**Texte proposé**
__________________________________________________
À la une

 

Louis Valtat, à l’aube du fauvisme

 

Le peintre Louis Valtat (1869 – 1952) a côtoyé les plus grands, il fut apprécié d’eux. Les critiques de l’époque ont rendu hommage à son talent ; et pourtant il n’appartient pas à ce premier cercle d’artistes dont le nom vient spontanément aux lèvres quand on parle de l’art français et de ses révolutions esthétiques au tournant des XIXe et XXe siècles. C’est cette profonde injustice que le musée de Lodève répare, quelques années après Bordeaux, en lui consacrant une copieuse rétrospective de cent quatre vingt numéros, tableaux, dessins, gravures, sculptures, céramiques. Mais alors que la manifestation bordelaise insistait sur son étroit compagnonnage avec les Nabis, ici les organisateurs insistent sur son rôle dans la naissance du fauvisme.
__________________________________________________
Entrées stockées du jeu de données:
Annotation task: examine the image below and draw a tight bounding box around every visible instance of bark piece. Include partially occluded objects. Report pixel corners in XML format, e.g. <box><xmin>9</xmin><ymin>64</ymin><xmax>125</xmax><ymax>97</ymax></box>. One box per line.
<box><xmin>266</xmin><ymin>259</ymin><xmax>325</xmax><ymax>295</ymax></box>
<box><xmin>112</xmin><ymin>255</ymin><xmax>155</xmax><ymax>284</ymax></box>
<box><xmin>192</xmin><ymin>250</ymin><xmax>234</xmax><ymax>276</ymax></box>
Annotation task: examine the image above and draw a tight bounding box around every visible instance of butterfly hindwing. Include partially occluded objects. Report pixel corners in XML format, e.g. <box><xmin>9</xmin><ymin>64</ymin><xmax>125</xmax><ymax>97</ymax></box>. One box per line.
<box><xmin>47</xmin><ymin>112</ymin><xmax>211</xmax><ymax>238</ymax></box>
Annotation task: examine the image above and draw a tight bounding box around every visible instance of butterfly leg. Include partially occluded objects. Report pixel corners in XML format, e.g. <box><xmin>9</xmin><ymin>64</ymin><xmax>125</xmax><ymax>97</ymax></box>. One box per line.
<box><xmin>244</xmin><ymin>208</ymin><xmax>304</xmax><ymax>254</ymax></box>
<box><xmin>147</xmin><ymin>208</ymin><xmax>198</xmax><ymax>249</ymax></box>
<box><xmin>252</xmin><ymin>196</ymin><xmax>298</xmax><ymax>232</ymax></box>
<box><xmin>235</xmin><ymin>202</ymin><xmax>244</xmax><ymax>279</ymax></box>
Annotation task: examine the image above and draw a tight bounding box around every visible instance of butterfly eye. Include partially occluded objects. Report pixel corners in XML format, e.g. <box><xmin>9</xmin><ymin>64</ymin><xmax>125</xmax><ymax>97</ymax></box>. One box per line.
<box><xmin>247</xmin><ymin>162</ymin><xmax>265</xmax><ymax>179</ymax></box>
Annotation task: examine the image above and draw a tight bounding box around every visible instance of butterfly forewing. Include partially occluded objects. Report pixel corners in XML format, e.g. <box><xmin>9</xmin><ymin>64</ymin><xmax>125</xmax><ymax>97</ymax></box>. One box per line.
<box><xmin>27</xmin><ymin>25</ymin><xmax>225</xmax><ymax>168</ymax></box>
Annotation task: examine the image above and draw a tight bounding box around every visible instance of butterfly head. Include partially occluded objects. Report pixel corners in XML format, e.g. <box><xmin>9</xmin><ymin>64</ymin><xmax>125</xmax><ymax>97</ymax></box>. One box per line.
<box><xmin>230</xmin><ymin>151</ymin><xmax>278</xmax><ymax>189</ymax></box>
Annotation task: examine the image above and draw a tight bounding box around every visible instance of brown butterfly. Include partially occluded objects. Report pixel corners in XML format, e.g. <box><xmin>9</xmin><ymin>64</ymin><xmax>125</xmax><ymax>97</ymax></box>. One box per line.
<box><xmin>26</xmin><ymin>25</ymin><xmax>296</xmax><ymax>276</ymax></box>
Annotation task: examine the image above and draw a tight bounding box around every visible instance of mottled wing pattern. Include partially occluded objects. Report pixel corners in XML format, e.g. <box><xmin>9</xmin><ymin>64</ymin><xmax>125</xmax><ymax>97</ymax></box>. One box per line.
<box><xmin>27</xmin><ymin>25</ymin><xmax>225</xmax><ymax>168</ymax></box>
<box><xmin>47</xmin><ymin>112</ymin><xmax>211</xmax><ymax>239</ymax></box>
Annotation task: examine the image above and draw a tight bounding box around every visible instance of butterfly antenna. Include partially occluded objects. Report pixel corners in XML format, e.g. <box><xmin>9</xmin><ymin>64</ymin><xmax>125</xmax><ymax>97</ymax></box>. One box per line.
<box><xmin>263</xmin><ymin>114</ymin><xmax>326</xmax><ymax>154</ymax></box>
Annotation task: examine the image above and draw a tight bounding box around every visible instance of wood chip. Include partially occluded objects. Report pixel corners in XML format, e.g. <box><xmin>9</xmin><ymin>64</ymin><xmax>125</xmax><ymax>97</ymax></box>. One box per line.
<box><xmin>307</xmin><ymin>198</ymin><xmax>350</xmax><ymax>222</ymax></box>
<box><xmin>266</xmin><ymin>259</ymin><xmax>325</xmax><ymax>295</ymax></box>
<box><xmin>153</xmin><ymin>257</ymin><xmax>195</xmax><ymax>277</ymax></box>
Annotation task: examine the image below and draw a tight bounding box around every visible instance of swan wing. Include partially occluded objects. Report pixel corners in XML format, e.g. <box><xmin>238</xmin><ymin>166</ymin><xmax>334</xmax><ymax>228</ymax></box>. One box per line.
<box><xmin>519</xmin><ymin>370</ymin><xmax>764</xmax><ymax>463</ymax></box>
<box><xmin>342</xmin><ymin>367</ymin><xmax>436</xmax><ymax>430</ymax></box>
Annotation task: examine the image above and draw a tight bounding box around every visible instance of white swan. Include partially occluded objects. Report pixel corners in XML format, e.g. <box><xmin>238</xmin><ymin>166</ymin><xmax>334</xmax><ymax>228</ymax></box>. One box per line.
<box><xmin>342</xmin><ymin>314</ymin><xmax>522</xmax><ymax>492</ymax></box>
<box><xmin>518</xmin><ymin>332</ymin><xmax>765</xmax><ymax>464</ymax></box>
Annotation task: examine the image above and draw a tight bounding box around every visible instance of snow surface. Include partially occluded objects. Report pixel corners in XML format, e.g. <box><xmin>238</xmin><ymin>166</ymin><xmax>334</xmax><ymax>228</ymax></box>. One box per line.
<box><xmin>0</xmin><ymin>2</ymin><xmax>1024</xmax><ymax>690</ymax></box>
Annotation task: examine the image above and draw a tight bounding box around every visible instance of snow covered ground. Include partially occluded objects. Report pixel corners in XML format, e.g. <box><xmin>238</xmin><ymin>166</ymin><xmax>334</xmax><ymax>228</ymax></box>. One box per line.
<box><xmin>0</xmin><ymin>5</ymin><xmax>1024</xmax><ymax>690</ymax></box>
__________________________________________________
**Consigne**
Répondez aux questions suivantes d'après l'article sur Louis Valtat.
(a) Quelles années de naissance et de mort l'article indique-t-il pour le peintre ?
(b) Combien de numéros compte la rétrospective du musée de Lodève ?
(c) Sur quel aspect du parcours de Valtat l'exposition bordelaise mettait-elle l'accent ?

**Réponse**
(a) 1869 et 1952.
(b) Cent quatre-vingts numéros.
(c) Sur son étroit compagnonnage avec les Nabis.